08 Dezembro 2016
A Arquidiocese do Rio de Janeiro investigará as circunstâncias da operação em que a polícia militar utilizou, no dia 06 de dezembro passado, uma igreja para atirar balas de borracha e bombas de gás lacrimogêneo contra os manifestantes que protestavam contra os cortes em discussão na Assembleia Legislativa do Estado.
A reportagem é de José Manuel Vidal e publicada por Religión Digital, 07-12-2016. A tradução é de André Langer.
Em uma segunda nota (a primeira foi mais tímida e provocou uma chuva de críticas contra o arcebispo), emitida pela Arquidiocese do Rio de Janeiro, o arcebispo Orani Tempesta manifesta “seu repúdio pelos lamentáveis fatos ocorridos”, aguarda uma explicação formal da Polícia e “um efetivo protocolo para que um episódio deste tipo não volte mais a ocorrer”.
Por outro lado, o cardeal Tempesta pede aos políticos uma “agilidade maior” na busca de soluções para os conflitos resultantes dos cortes e aos manifestantes “das angústias, de fato tão grandes, que o façam sempre de modo pacífico, construindo pontes de diálogo”.
Porque “o recurso à violência nunca é solução”. E acrescenta: “As efetivas soluções brotam da solidariedade, do diálogo e do sacrifício. Se grande são os problemas, maiores devem ser a nossa capacidade de incansavelmente dialogar, a força de nossa solidariedade e o cuidado para que os mais pobres não se vejam ainda mais onerados com uma dose desproporcional de sacrifício”.
Por último, pede aos fiéis para que rezem pela “nossa grande cidade” e reitera que “a igreja, como templo dedicado a Deus, é lugar privilegiado de encontro e acolhimento dos que sofrem e que ali procuram abrigo”.
A igreja encontra-se bem ao lado da Assembleia Legislativa do Estado do Rio de Janeiro (Alerj), onde estava sendo votado um pacote de medidas de austeridade que originou os protestos de numerosos funcionários públicos nos arredores.
O templo, construído em 1807 e de inspiração portuguesa, é protegido pelo Instituto do Patrimônio Histórico e Artístico Nacional (Iphan).
Para calibrar o avanço dos fatos ocorridos na igreja de São José, pode-se ler o artigo do jornalista Mauro Lopes, em sua blog Caminho pra casa.
A cena, durante a manhã e parte da tarde de terça-feira (6) nunca havia sido vista no Brasil, nem no tempo da ditadura militar, quando agentes policiais chegaram a invadir templos para prender opositores do regime, mas sem que haja notícia de terem usado uma Igreja como plataforma para repressão em massa.
O episódio acontece em meio a uma onda crescente de violência das forças de segurança contra pessoas que saem às ruas pra protestar contra o governo que subiu ao poder em 31 de agosto depois de um golpe de Estado parlamentar contra a presidenta eleita Dilma Rousseff, iniciado em 17 de abril com uma votação na Câmara dos Deputados.

### [Itens listados em um conjunto de dados]
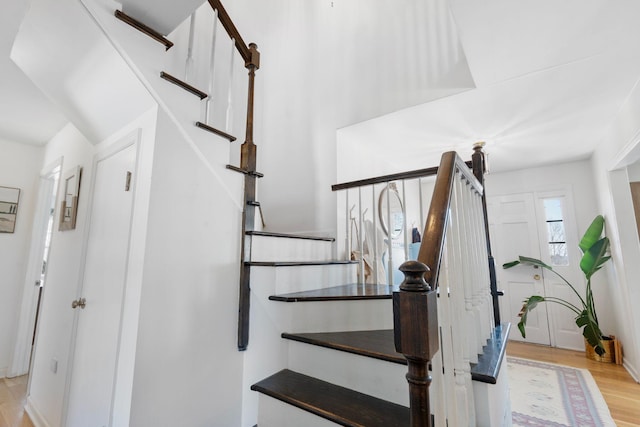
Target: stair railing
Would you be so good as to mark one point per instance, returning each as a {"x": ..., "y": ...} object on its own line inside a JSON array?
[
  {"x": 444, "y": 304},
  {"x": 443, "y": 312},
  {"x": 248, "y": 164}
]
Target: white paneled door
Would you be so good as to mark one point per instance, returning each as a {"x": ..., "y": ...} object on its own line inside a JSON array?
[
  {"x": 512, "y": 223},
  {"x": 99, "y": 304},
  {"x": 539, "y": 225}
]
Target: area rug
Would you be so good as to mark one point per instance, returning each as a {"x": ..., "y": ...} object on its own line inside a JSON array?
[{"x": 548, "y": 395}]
* * *
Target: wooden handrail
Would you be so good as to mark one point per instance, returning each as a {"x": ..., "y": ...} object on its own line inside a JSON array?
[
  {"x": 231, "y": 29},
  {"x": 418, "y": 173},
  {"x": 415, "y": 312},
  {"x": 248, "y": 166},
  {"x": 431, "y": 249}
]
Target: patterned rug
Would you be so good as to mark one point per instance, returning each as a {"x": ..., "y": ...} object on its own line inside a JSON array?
---
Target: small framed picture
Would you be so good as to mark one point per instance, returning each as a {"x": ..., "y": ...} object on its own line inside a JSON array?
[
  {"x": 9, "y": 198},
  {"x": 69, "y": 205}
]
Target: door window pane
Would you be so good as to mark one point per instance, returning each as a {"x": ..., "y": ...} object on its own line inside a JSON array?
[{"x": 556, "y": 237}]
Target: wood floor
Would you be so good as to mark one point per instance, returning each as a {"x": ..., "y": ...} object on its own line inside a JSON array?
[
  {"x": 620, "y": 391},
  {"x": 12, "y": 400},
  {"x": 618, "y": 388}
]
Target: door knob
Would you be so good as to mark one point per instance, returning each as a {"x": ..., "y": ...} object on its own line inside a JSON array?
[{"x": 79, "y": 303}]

### [INSTRUÇÕES]
1. Diga se cada afirmação abaixo está de acordo com o texto sobre a igreja de São José, respondendo sim ou não e citando literalmente as palavras do texto que decidem a questão.
(a) A igreja foi construída em 1807.
(b) A primeira nota da Arquidiocese foi bem recebida.
(c) A igreja fica distante da Assembleia Legislativa do Estado do Rio de Janeiro.
2. No texto sobre a igreja de São José, transforme em lista o parágrafo que começa com "Por outro lado, o cardeal Tempesta pede", mantendo os fatos principais.
O material não tem relação com o texto de leitura.

### [RESPOSTAS]
1.
(a) Sim: "O templo, construído em 1807 e de inspiração portuguesa"
(b) Não: "a primeira foi mais tímida e provocou uma chuva de críticas contra o arcebispo"
(c) Não: "A igreja encontra-se bem ao lado da Assembleia Legislativa do Estado do Rio de Janeiro (Alerj)"

2.
- Aos políticos, o cardeal Tempesta pede "agilidade maior" na busca de soluções para os conflitos resultantes dos cortes.
- Aos manifestantes, pede que expressem suas angústias sempre de modo pacífico, construindo pontes de diálogo.